Podemos roubar livremente, desde que sejam valores obscenamente avultados, que se for um pão ou uma maçã, vamos para a cadeia.

Aos dezasseis anos, uma adolescente pode fazer livremente um aborto, mas não pode decidir colocar um piercing.

Aos dezoito anos um, agora adulto, recebe duzentos euros de subsídio do Estado, podendo assim continuar a não trabalhar, mas um idoso recebe de reforma duzentos e trinta e seis euros depois de uma vida inteira de trabalho.

Os professores são diariamente enxovalhados, insultados, e até sovados pelos alunos, mas o nosso governo desculpabiliza a situação imputando as culpas a causas sociais.

É proibido consumir drogas nas prisões do nosso País, mas são distribuídas todos os dias, seringas para controlar o HIV.

+---+

» TAREFAS PROPOSTAS
a. Resume o texto fornecido em duas frases.
b. Nos registos, entre a linha que contém "the gold patterned" e o fim, inclusive, altera "innermost point" para "central point" e reproduz apenas essas linhas sem qualquer outra mudança. Deixa as imagens de fora da resposta, por favor.

» Registos de origem

+---+

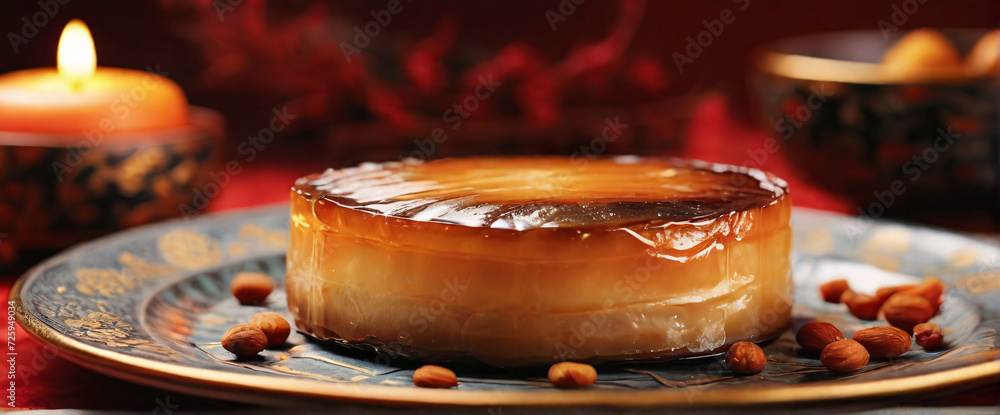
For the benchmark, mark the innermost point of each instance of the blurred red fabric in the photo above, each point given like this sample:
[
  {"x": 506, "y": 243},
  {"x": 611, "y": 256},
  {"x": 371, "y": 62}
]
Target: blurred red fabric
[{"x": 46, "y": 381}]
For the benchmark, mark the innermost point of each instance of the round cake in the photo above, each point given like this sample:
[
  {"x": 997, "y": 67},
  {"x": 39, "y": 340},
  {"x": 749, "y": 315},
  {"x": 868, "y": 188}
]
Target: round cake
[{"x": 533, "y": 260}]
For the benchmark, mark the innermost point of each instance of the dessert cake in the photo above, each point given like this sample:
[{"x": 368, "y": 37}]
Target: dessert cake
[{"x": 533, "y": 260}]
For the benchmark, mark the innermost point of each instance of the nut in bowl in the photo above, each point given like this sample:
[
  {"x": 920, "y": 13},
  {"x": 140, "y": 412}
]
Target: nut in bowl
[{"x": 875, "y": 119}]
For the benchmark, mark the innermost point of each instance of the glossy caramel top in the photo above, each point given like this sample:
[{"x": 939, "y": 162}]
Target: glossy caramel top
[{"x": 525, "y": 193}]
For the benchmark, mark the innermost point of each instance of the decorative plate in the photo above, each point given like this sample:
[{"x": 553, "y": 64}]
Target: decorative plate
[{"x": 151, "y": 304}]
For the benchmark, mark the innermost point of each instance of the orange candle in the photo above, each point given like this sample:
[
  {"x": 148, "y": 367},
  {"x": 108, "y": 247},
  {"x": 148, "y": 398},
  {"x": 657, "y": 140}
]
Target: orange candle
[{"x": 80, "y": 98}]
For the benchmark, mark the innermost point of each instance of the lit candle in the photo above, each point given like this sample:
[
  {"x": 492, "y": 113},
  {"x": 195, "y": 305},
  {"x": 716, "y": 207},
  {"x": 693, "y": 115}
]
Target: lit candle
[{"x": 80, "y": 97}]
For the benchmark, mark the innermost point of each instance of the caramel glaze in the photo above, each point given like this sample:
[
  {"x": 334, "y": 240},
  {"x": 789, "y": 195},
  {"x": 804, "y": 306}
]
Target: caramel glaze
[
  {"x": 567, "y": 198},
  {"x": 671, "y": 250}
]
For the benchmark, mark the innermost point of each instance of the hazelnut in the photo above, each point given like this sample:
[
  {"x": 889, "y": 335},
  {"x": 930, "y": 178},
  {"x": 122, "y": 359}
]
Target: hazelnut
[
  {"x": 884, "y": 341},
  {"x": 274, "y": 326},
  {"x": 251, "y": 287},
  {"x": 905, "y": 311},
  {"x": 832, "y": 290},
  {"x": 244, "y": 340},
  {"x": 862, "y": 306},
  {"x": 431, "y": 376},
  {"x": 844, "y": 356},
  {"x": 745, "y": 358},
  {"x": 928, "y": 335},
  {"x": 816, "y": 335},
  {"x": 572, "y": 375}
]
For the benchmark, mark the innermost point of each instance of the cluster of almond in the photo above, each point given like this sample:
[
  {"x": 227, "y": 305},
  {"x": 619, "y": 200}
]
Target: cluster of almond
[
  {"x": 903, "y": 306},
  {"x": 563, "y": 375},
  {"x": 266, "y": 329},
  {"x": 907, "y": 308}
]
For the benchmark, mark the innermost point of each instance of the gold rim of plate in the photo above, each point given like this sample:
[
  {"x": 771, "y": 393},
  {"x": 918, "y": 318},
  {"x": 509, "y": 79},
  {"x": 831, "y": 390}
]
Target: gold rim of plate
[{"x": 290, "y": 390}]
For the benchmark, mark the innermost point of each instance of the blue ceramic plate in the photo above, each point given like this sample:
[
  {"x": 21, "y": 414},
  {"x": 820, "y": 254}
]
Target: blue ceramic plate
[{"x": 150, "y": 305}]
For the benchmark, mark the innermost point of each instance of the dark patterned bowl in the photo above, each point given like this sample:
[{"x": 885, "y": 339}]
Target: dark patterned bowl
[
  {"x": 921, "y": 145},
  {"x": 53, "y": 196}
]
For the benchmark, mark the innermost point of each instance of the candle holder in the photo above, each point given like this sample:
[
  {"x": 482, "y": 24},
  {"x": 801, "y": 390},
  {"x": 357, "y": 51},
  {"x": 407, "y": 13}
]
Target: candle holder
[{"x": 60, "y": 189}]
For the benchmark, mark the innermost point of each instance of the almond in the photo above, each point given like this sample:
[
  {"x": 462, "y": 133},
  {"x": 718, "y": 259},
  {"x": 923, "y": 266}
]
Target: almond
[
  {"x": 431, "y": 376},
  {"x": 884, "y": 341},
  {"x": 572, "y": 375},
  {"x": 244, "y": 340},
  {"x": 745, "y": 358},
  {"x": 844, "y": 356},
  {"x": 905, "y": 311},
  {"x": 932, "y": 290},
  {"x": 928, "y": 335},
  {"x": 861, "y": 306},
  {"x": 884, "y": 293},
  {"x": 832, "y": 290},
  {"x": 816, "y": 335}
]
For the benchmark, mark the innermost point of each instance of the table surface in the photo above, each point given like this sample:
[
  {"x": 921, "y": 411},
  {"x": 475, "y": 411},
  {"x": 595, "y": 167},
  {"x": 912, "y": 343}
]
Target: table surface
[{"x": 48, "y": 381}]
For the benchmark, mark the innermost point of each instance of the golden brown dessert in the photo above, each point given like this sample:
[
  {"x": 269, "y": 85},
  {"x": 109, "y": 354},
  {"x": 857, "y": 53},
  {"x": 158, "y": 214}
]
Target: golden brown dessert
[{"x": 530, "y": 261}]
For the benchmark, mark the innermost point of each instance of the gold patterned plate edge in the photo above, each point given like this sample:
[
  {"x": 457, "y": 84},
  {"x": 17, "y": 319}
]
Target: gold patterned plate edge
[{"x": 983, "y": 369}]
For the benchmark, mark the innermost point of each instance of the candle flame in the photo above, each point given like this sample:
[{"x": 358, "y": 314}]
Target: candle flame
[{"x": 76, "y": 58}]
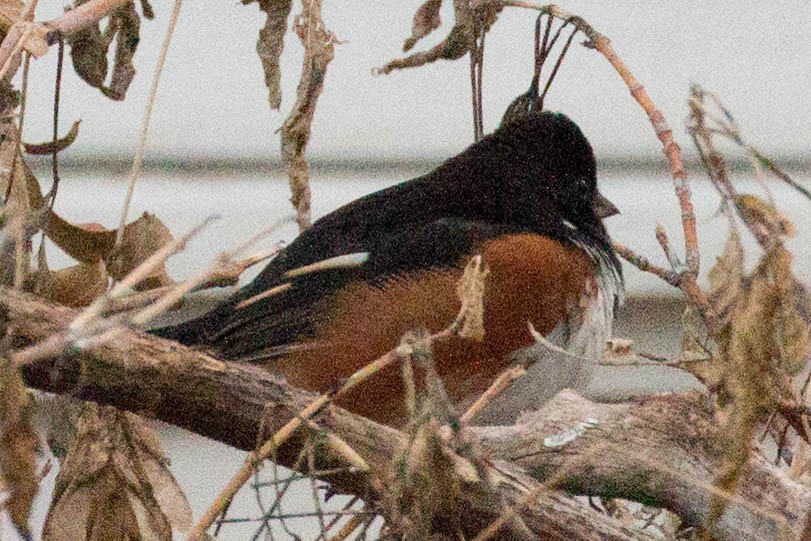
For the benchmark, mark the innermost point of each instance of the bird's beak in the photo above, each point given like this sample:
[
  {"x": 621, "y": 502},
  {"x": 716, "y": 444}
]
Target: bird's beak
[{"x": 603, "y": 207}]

+---+

» LISTA DE RESPOSTAS
a. O texto aponta que se pode roubar livremente valores avultados, mas quem rouba um pão ou uma maçã vai para a cadeia, e que aos dezasseis anos uma adolescente pode fazer um aborto, mas não pode colocar um piercing. Refere ainda que um jovem de dezoito anos recebe duzentos euros de subsídio sem trabalhar, enquanto um idoso recebe duzentos e trinta e seis euros de reforma após uma vida de trabalho, que os professores são agredidos pelos alunos e o governo culpa causas sociais, e que as drogas são proibidas nas prisões, mas se distribuem seringas todos os dias para controlar o HIV.

b.
For the benchmark, mark the central point of each instance of the gold patterned plate edge in the photo above, each point given like this sample:
[
  {"x": 457, "y": 84},
  {"x": 17, "y": 319}
]
Target: gold patterned plate edge
[{"x": 983, "y": 369}]
For the benchmark, mark the central point of each instance of the candle flame in the photo above, each point given like this sample:
[{"x": 358, "y": 314}]
Target: candle flame
[{"x": 76, "y": 58}]
For the benchmark, mark the central point of each instance of the bird's beak in the photo above, each point given like this sample:
[
  {"x": 621, "y": 502},
  {"x": 716, "y": 444}
]
Target: bird's beak
[{"x": 603, "y": 207}]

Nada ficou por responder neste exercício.